§ **POTONGAN DOKUMEN**:
—————

Jurnalis Pelajar SMK MITA Mengaku Asyik Saat Liputan

Usai liputan upacara, para Jurnalis SMK MITA asyik berswafoto dengan Forkopimka Taman dan Paskibra.

Sidoarjo, Bhirawa
Jurnalis merupakan salah satu profesi yang kerap dianggap mudah, padahal pada hakikatnya jauh dari kata mudah. Seorang jurnalis harus rela menginvestasikan waktu, tenaga dan pikiran untuk terciptanya sebuah pemberitaan bagi khalayak.
Itulah yang dialami para jurnalis pelajar SMK Muhammadiyah 1 Taman (MITA), Sidoarjo.
Mereka juga mengaku harus berani, tanggap dan kritis. Menariknya, walaupun seperti itu rasanya, SMK MITA Sidoarjo sangat konsisten untuk mengembangkan Jurnalis-jurnalis muda atau jurnalis pelajar dalam lingkup sekolahnya.
Terbukti, dengan dibentuknya Jurnalistik SMK MITA pada tahun 2018 lalu. Dimana perkumpulan pers ini beranggotakan kurang lebih 25 Jurnalis muda. Terhitung sejak generasi perintis, hingga generasi pertama atau yang kerap disebut Knight Batch 1 terus berjalan lancar.

—————

§ **ISI KUMPULAN DATA**:
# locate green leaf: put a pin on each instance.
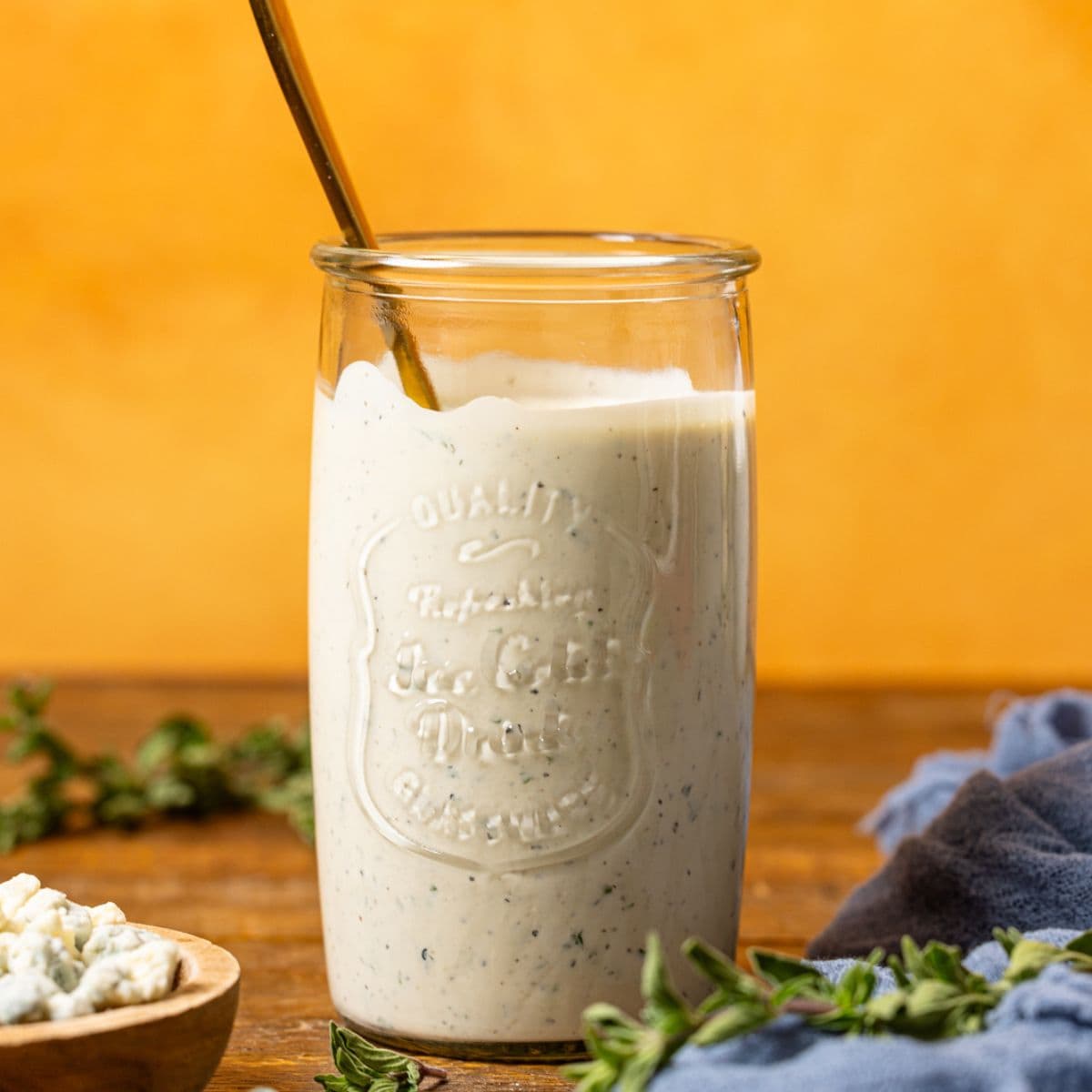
(642, 1066)
(663, 1006)
(1027, 959)
(943, 961)
(720, 970)
(334, 1082)
(776, 969)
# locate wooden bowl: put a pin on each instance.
(173, 1046)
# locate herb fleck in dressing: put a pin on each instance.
(532, 687)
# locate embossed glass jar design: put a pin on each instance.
(531, 626)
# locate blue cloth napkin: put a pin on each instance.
(1026, 732)
(1040, 1037)
(1010, 853)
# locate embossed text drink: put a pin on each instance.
(531, 627)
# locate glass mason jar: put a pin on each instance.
(531, 627)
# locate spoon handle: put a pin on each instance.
(278, 36)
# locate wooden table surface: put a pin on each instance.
(247, 883)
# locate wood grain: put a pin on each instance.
(822, 760)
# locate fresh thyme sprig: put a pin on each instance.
(364, 1067)
(179, 770)
(935, 997)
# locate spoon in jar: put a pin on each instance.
(282, 45)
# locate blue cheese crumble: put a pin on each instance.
(59, 959)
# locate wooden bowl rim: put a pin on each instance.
(206, 973)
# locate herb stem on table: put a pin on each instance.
(179, 770)
(935, 996)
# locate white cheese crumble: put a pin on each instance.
(59, 959)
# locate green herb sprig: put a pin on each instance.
(179, 770)
(364, 1067)
(935, 997)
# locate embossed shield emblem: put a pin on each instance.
(500, 715)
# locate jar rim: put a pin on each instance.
(571, 254)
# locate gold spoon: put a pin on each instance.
(298, 88)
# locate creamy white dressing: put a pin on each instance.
(532, 687)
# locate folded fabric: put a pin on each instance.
(1026, 732)
(1004, 853)
(1038, 1037)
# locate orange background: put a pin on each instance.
(916, 173)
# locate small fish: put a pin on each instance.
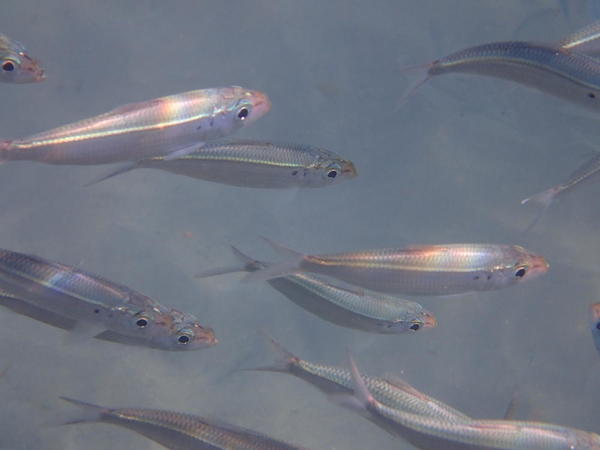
(178, 431)
(93, 306)
(554, 70)
(256, 164)
(585, 40)
(417, 270)
(484, 434)
(587, 172)
(173, 126)
(342, 306)
(595, 325)
(333, 380)
(16, 66)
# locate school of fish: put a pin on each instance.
(356, 289)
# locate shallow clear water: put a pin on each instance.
(451, 164)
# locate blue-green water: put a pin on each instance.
(450, 164)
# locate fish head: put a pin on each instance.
(239, 107)
(20, 68)
(524, 266)
(328, 168)
(171, 330)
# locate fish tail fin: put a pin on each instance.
(283, 359)
(545, 199)
(248, 265)
(122, 169)
(89, 412)
(276, 270)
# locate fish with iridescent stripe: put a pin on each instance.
(341, 305)
(179, 431)
(475, 434)
(417, 270)
(16, 66)
(96, 306)
(256, 164)
(174, 125)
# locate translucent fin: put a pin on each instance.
(90, 412)
(124, 168)
(183, 151)
(283, 359)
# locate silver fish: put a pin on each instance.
(417, 270)
(173, 125)
(587, 172)
(342, 306)
(16, 66)
(554, 70)
(96, 305)
(255, 164)
(178, 431)
(480, 434)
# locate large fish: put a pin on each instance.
(418, 270)
(95, 306)
(586, 173)
(554, 70)
(476, 434)
(256, 164)
(178, 431)
(173, 125)
(16, 66)
(343, 306)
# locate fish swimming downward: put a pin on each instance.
(343, 306)
(169, 126)
(178, 431)
(16, 66)
(473, 434)
(256, 164)
(417, 270)
(70, 298)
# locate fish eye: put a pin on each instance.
(520, 272)
(8, 66)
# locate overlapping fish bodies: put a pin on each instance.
(173, 125)
(178, 431)
(257, 164)
(391, 391)
(483, 434)
(99, 306)
(343, 306)
(554, 70)
(595, 324)
(418, 270)
(587, 172)
(16, 66)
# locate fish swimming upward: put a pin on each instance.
(95, 306)
(417, 270)
(173, 126)
(475, 434)
(554, 70)
(256, 164)
(343, 306)
(178, 431)
(16, 66)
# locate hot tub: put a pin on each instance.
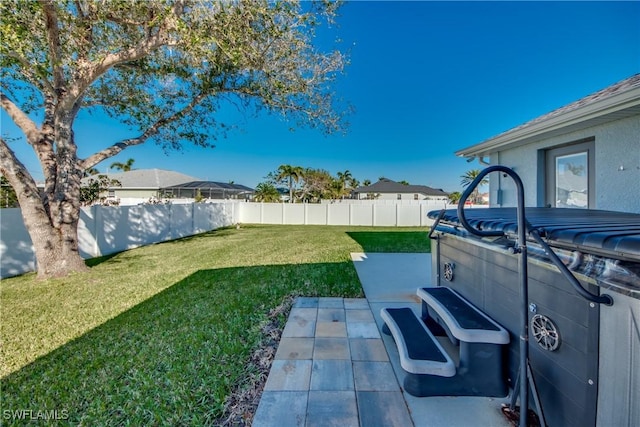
(583, 355)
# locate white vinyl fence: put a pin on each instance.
(104, 230)
(350, 212)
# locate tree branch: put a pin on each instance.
(23, 121)
(31, 73)
(16, 173)
(53, 38)
(150, 132)
(151, 42)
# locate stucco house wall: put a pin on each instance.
(600, 132)
(617, 167)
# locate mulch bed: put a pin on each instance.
(243, 401)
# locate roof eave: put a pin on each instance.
(614, 106)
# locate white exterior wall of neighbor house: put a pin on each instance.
(617, 144)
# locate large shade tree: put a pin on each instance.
(289, 175)
(162, 68)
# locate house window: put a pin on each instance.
(570, 172)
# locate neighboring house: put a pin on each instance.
(140, 185)
(386, 189)
(585, 154)
(208, 190)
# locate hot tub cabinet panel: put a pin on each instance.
(587, 370)
(566, 378)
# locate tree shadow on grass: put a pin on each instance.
(392, 241)
(173, 358)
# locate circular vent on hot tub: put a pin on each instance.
(545, 332)
(448, 271)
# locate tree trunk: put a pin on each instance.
(51, 218)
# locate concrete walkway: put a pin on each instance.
(334, 367)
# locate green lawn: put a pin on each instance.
(162, 334)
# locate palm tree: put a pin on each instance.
(90, 172)
(468, 178)
(343, 178)
(124, 167)
(290, 173)
(454, 197)
(266, 192)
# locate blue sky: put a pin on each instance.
(426, 79)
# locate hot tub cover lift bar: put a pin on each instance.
(521, 248)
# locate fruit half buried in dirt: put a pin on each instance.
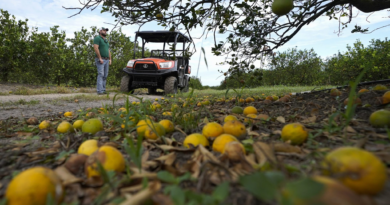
(295, 133)
(92, 126)
(221, 141)
(88, 147)
(356, 168)
(109, 157)
(195, 140)
(212, 130)
(235, 128)
(33, 186)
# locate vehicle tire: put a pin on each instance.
(125, 85)
(186, 87)
(170, 85)
(152, 91)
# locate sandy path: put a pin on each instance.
(49, 104)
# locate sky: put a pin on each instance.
(319, 35)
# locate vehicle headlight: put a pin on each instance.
(130, 64)
(166, 64)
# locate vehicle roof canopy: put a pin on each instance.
(162, 36)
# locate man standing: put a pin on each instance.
(102, 60)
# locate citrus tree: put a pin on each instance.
(294, 67)
(254, 28)
(344, 67)
(13, 46)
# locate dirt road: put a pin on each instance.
(25, 106)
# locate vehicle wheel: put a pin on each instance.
(170, 85)
(125, 85)
(152, 91)
(186, 87)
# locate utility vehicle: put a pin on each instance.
(167, 68)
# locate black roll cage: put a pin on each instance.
(160, 37)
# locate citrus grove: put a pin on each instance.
(187, 148)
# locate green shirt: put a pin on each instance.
(103, 46)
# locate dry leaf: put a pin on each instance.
(140, 197)
(281, 119)
(264, 153)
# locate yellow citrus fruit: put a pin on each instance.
(380, 87)
(142, 125)
(154, 131)
(88, 147)
(174, 107)
(380, 118)
(221, 141)
(195, 140)
(356, 168)
(249, 120)
(168, 125)
(109, 157)
(235, 128)
(363, 90)
(230, 118)
(78, 124)
(237, 110)
(32, 186)
(295, 133)
(282, 7)
(250, 110)
(212, 130)
(44, 125)
(65, 127)
(263, 117)
(249, 99)
(386, 97)
(206, 102)
(68, 114)
(92, 126)
(122, 109)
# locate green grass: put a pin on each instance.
(259, 91)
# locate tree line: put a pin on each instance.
(306, 67)
(33, 57)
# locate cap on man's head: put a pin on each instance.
(103, 28)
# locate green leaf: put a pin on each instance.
(205, 60)
(221, 192)
(259, 185)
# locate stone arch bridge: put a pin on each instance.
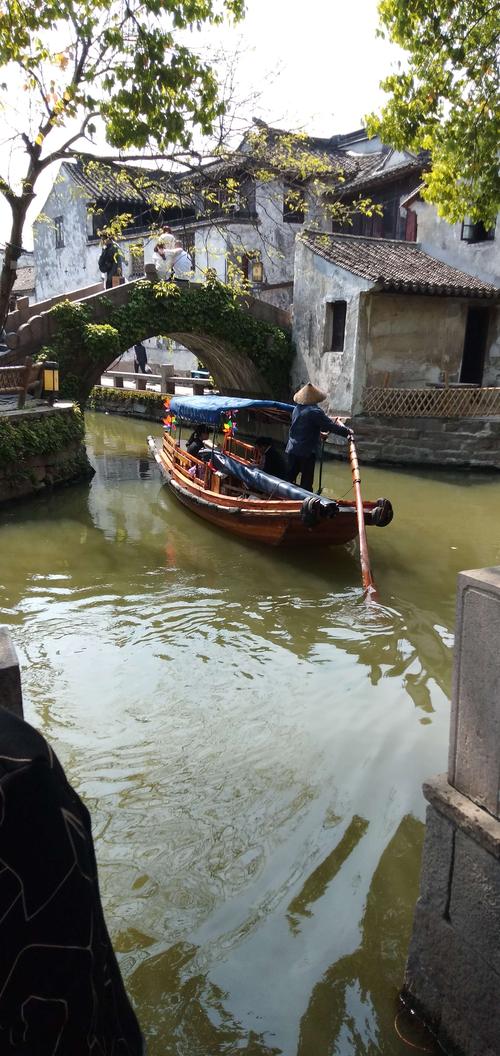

—————

§ **TUGAS YANG DIKERJAKAN**:
A – Tulis ulang paragraf artikel di atas yang diawali "Terbukti, dengan dibentuknya" dalam bentuk daftar singkat, dengan tetap memuat fakta utamanya.
B – Kutip apa adanya bagian artikel di atas, mulai dari "Usai liputan upacara, para" dan berakhir pada "dalam lingkup sekolahnya.".

§ **HASIL SECARA BERURUTAN**:
A –
- Jurnalistik SMK MITA dibentuk pada tahun 2018.
- Perkumpulan pers ini beranggotakan kurang lebih 25 jurnalis muda.
- Sejak generasi perintis hingga generasi pertama (Knight Batch 1), kegiatannya terus berjalan lancar.

B –
Usai liputan upacara, para Jurnalis SMK MITA asyik berswafoto dengan Forkopimka Taman dan Paskibra.

Sidoarjo, Bhirawa
Jurnalis merupakan salah satu profesi yang kerap dianggap mudah, padahal pada hakikatnya jauh dari kata mudah. Seorang jurnalis harus rela menginvestasikan waktu, tenaga dan pikiran untuk terciptanya sebuah pemberitaan bagi khalayak.
Itulah yang dialami para jurnalis pelajar SMK Muhammadiyah 1 Taman (MITA), Sidoarjo.
Mereka juga mengaku harus berani, tanggap dan kritis. Menariknya, walaupun seperti itu rasanya, SMK MITA Sidoarjo sangat konsisten untuk mengembangkan Jurnalis-jurnalis muda atau jurnalis pelajar dalam lingkup sekolahnya.